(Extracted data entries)
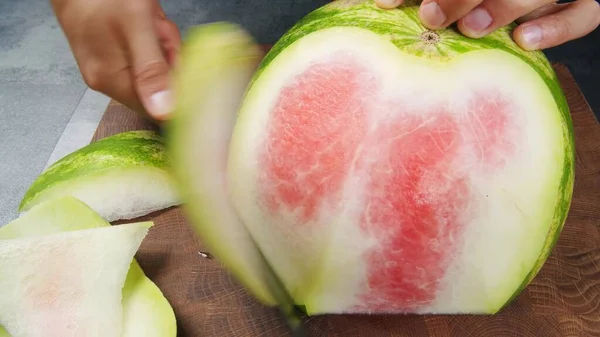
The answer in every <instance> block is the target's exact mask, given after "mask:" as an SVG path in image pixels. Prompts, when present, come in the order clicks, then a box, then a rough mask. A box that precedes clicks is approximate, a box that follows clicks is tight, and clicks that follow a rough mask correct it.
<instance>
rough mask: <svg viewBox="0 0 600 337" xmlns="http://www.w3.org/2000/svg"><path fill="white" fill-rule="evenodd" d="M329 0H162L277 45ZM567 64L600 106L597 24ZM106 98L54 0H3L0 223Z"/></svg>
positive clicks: (173, 6)
mask: <svg viewBox="0 0 600 337" xmlns="http://www.w3.org/2000/svg"><path fill="white" fill-rule="evenodd" d="M327 2H329V1H328V0H318V1H315V0H313V1H311V0H296V1H292V0H290V1H267V0H264V1H241V0H235V1H234V0H231V1H228V0H222V1H208V0H170V1H162V2H161V3H162V5H163V7H164V9H165V12H166V13H167V15H168V16H169V17H170V18H171V19H173V20H174V21H175V22H176V23H177V24H178V26H179V28H180V29H181V31H182V32H184V31H185V30H186V28H187V27H189V26H191V25H195V24H199V23H204V22H211V21H219V20H230V21H233V22H237V23H240V24H241V25H243V26H245V27H247V28H248V29H249V30H250V31H251V33H252V34H254V35H255V36H256V37H257V39H258V40H259V42H261V43H273V42H274V41H275V40H276V39H277V38H278V36H280V35H281V34H282V33H284V32H285V30H287V29H288V28H289V27H290V26H291V25H292V24H293V23H294V22H295V21H297V20H299V19H300V18H301V17H302V16H304V15H305V14H306V13H308V12H310V11H311V10H313V9H315V8H317V7H318V6H321V5H323V4H325V3H327ZM546 54H547V55H548V57H549V58H550V59H551V60H552V61H558V62H562V63H564V64H566V65H567V66H568V67H569V69H570V70H571V72H572V73H573V75H574V76H575V79H576V80H577V81H578V83H579V85H580V86H581V88H582V90H583V93H584V95H585V97H586V99H587V100H588V102H589V103H590V105H591V106H592V108H593V110H594V111H595V113H596V115H597V116H598V113H599V112H600V95H598V88H600V30H596V31H595V32H593V33H592V34H590V35H588V36H586V37H585V38H582V39H580V40H577V41H572V42H569V43H567V44H564V45H562V46H560V47H557V48H553V49H550V50H547V51H546ZM108 101H109V99H108V98H107V97H106V96H104V95H102V94H99V93H97V92H94V91H92V90H89V89H88V88H87V86H86V85H85V83H84V82H83V81H82V79H81V76H80V73H79V70H78V68H77V65H76V63H75V60H74V58H73V56H72V54H71V51H70V50H69V46H68V44H67V42H66V40H65V38H64V36H63V34H62V31H61V30H60V27H59V26H58V24H57V22H56V19H55V18H54V15H53V13H52V11H51V9H50V5H49V1H38V0H1V1H0V158H1V160H0V226H2V225H4V224H6V223H8V222H9V221H11V220H12V219H14V218H15V217H16V216H17V215H18V214H17V211H16V210H17V207H18V204H19V202H20V199H21V197H22V196H23V194H24V193H25V191H26V189H27V188H28V186H29V185H30V184H31V183H32V182H33V180H34V179H35V178H36V177H37V176H38V175H39V174H40V173H41V171H42V170H43V169H44V168H45V167H47V166H48V165H49V164H50V163H52V162H53V161H55V160H56V159H58V158H60V157H62V156H63V155H66V154H67V153H69V152H71V151H73V150H75V149H77V148H79V147H81V146H84V145H85V144H87V143H89V141H90V139H91V137H92V136H93V133H94V130H95V128H96V126H97V124H98V122H99V120H100V118H101V116H102V113H103V112H104V110H105V108H106V106H107V104H108Z"/></svg>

■ WORK ORDER
Filtering the entries above by the word "rough", copy each line that matches.

■ OUTPUT FOR THIS TASK
The answer in every <instance> block is the target's exact mask, given after "mask:" as an SVG path in image pixels. Prompts, when present, come in the order clicks, then a box, then a rough mask. A box that precedes clicks is approximate, a box that follows clicks is tight, and clicks that follow a rough mask correct it.
rough mask: <svg viewBox="0 0 600 337" xmlns="http://www.w3.org/2000/svg"><path fill="white" fill-rule="evenodd" d="M329 0H162L277 45ZM567 64L600 106L597 24ZM106 98L54 0H3L0 223Z"/></svg>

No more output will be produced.